Reproduce the records below in full and exactly, without their images.

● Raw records
* begin *
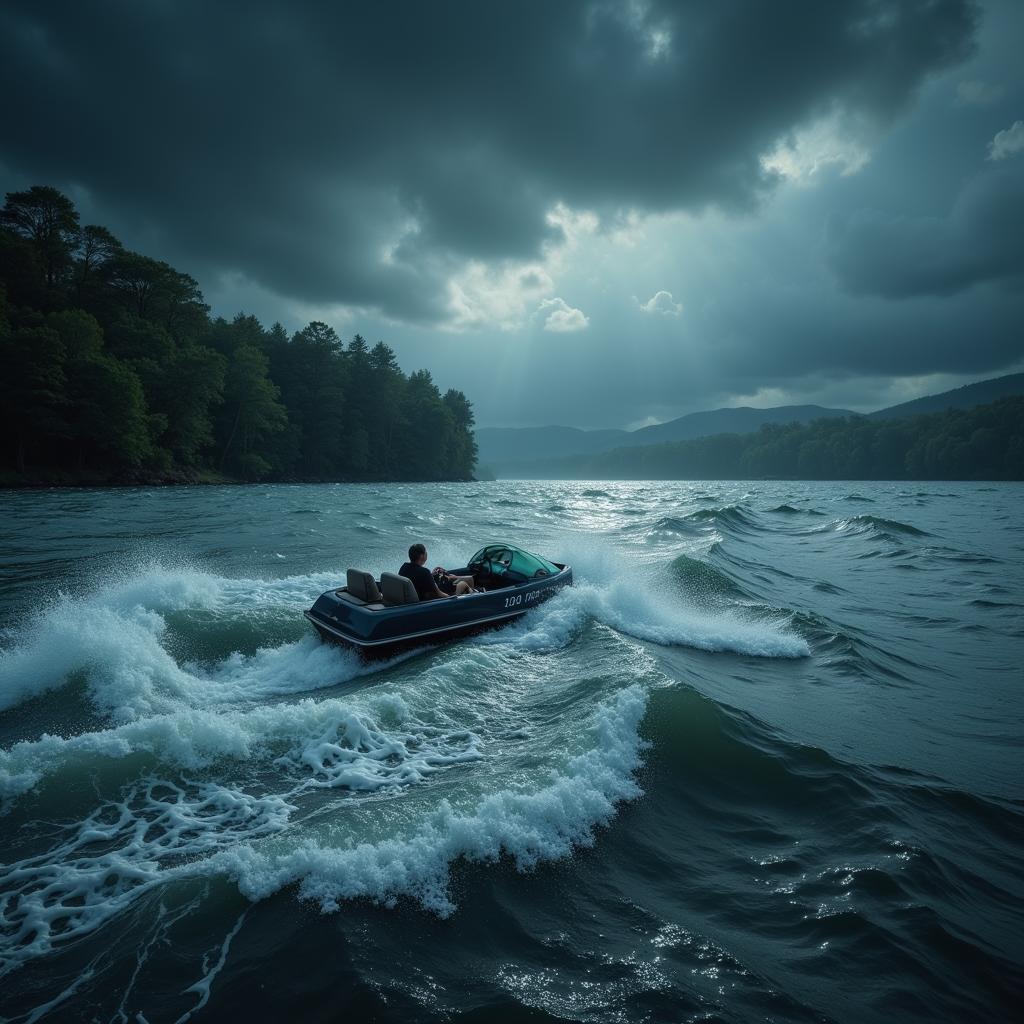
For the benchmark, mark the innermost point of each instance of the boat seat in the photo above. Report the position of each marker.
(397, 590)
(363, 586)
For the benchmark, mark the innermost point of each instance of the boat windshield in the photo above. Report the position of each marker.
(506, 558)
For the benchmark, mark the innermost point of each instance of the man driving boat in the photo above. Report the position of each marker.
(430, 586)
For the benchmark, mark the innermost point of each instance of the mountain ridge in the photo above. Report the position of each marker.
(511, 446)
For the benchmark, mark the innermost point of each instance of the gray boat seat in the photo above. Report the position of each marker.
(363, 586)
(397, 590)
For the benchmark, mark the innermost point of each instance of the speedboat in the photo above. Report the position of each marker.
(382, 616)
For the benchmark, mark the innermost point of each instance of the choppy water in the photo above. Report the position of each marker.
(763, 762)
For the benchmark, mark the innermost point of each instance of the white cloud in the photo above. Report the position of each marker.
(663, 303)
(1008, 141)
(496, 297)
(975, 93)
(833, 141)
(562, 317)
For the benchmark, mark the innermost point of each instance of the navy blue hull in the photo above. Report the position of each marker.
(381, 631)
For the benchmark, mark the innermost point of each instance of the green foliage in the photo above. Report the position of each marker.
* end *
● Written response
For the benchmark, mark the innermost point of each instance of the boat seat in the photo above. Report the position of each marker.
(397, 590)
(363, 586)
For the benchmark, mark the innermost point of each instance of the boat windshield in the photo above. Report the position of each marker.
(506, 558)
For the benchmark, mark the innermost point of each instance of the man driving boat in the photo above. Report the position of each marker.
(430, 586)
For the benchmark, mark the innermost point of each instance of the mountain ridge in the photo above. Report the position of each marker.
(511, 446)
For the benchmark, mark the innermost point of each instance of the gray boat seat in the photo above. Report the position of each marker.
(363, 586)
(397, 590)
For the benchmark, mark the innermost point of each instance of the speedboat in the photo above. Report the position of each marker.
(382, 616)
For the benchmark, mark the innermost point of each instance of the choppy water in the photo above. Report the position of each marker.
(763, 762)
For the benchmark, mark the innermost point of each instance of the white cloud in the photo above. Report the position of each marker.
(663, 303)
(1008, 141)
(496, 297)
(975, 93)
(833, 141)
(562, 317)
For the benchmark, mark the innermost point of each instance of the navy blue hull in the photo above. Report the position of each marker.
(381, 631)
For the benchmark, mark the innermost point of each instance of the green foliage in the photo above. Report the position of each marker.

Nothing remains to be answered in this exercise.